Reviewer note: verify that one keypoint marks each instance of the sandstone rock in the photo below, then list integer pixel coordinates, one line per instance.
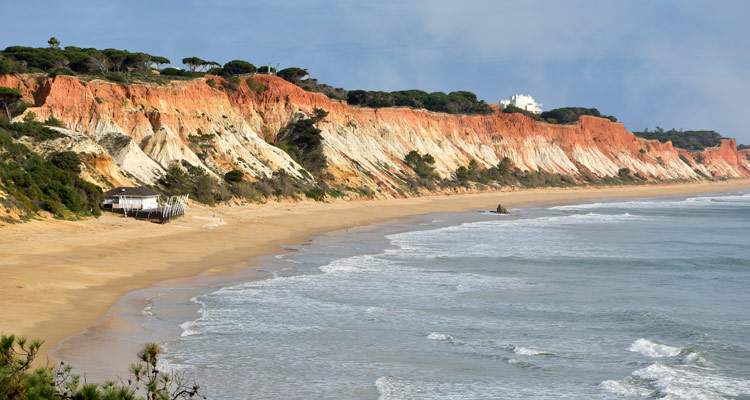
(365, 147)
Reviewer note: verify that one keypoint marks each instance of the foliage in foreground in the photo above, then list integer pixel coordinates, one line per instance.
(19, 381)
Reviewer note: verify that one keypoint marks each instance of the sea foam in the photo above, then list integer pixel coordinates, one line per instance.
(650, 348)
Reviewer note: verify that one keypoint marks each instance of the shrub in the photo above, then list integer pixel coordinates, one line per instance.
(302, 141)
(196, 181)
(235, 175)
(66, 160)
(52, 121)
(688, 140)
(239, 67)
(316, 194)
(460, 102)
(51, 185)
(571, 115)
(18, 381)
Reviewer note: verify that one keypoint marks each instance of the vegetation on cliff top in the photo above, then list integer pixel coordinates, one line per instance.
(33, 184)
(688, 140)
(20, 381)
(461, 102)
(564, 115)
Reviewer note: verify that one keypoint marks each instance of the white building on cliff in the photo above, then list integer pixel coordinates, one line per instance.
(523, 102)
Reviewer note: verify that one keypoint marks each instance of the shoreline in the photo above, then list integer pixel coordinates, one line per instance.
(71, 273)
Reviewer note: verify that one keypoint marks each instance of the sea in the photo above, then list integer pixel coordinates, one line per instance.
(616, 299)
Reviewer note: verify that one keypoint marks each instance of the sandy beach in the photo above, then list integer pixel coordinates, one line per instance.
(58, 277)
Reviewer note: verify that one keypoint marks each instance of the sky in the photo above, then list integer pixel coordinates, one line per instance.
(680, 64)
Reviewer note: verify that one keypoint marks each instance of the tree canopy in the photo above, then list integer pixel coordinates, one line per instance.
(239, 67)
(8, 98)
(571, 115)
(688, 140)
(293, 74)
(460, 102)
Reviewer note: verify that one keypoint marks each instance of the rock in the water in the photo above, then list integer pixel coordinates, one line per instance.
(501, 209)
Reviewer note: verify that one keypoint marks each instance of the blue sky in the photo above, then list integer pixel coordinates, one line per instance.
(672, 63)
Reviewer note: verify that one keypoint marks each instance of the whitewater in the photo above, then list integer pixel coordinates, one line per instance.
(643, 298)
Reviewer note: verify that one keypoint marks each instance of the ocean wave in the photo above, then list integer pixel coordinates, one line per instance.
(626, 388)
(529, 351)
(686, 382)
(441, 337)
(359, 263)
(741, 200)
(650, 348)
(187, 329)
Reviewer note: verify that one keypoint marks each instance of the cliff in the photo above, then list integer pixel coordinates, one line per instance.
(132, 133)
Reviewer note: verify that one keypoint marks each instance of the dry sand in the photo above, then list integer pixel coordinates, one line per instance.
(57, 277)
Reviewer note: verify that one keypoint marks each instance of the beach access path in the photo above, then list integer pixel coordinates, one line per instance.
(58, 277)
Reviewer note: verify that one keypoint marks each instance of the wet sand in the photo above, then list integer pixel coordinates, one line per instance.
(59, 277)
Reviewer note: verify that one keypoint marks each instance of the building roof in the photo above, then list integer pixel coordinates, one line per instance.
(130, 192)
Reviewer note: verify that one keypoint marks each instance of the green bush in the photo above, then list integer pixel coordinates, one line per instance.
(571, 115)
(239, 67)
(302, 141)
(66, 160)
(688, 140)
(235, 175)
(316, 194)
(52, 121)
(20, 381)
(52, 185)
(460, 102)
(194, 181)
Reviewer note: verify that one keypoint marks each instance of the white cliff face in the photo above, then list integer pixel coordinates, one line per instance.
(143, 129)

—————

» Task requirements
Repeat exactly, and only, the lines from the line with "the white cliff" through the end of the listing above, both ends included.

» Response to this exercise
Reviewer note: verify that one keypoint marks each instance of the white cliff face in the photo above, then list integer pixel coordinates, one line per instance.
(143, 129)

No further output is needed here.